Your assignment >> The entries are to be given back verbatim; no picture is to be copied.

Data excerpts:

------

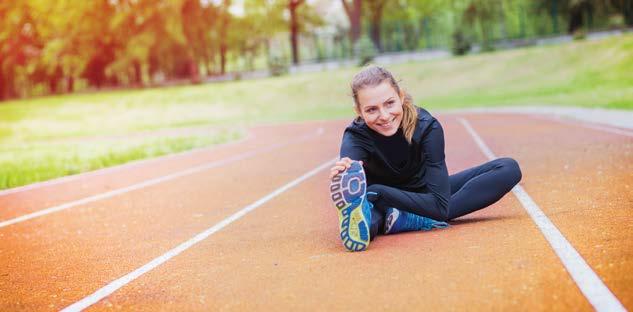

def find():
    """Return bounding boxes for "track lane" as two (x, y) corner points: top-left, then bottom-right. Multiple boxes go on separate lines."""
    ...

(86, 116), (592, 311)
(464, 113), (633, 309)
(0, 123), (321, 222)
(0, 120), (345, 311)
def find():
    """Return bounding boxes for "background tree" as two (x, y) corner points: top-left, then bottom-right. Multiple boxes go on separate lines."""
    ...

(342, 0), (362, 51)
(289, 0), (304, 65)
(366, 0), (388, 52)
(610, 0), (633, 26)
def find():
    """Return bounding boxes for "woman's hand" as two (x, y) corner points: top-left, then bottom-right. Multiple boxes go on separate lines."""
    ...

(329, 157), (363, 180)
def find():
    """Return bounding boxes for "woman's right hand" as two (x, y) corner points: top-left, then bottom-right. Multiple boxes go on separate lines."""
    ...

(329, 157), (363, 180)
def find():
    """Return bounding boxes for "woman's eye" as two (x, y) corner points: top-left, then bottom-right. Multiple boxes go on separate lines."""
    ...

(366, 108), (376, 113)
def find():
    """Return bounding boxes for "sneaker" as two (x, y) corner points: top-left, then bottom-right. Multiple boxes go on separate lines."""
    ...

(329, 161), (372, 251)
(383, 208), (448, 235)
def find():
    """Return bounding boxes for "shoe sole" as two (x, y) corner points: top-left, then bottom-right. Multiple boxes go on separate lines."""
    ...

------

The answer >>
def find():
    """Return bounding boxes for "track lane" as two (x, y) corner points: top-left, then bottom-right. Multiple boxes go on separate lines."""
    ...

(86, 116), (592, 311)
(464, 113), (633, 309)
(0, 123), (321, 222)
(0, 120), (345, 311)
def find():
    """Return bounding boxes for "background tree" as two (x, y) corner points: top-left, then bottom-right. Multiple boxes go on separate lines."""
    ...

(342, 0), (362, 51)
(289, 0), (304, 65)
(366, 0), (388, 52)
(610, 0), (633, 26)
def find():
    """Return bounding boxes for "woman's hand" as two (x, y) corner points: top-left, then bottom-right. Multiple boxes go on separate lines."""
    ...

(329, 157), (363, 180)
def find():
    """Return bounding boxes for "woman's right hand" as two (x, y) corner points: top-left, then bottom-right. Multiple boxes go on separate lines."""
    ...

(329, 157), (363, 180)
def find():
    """Return bounding boxes for "woman's eye" as two (x, y) corner points: top-left, then bottom-right. Multiple boxes go on separate lines."""
    ...

(366, 108), (376, 113)
def find():
    """Return bounding boxes for "sneaker" as two (x, y) corner points: top-left, then bottom-right. Multiple boxes go on separate lines."""
    ...

(329, 161), (372, 251)
(383, 208), (448, 235)
def find():
    """Return bounding boxes for "shoe sole" as two (x, y) corner points: top-left, then bottom-right. Multiple boxes go on separate lines."""
    ...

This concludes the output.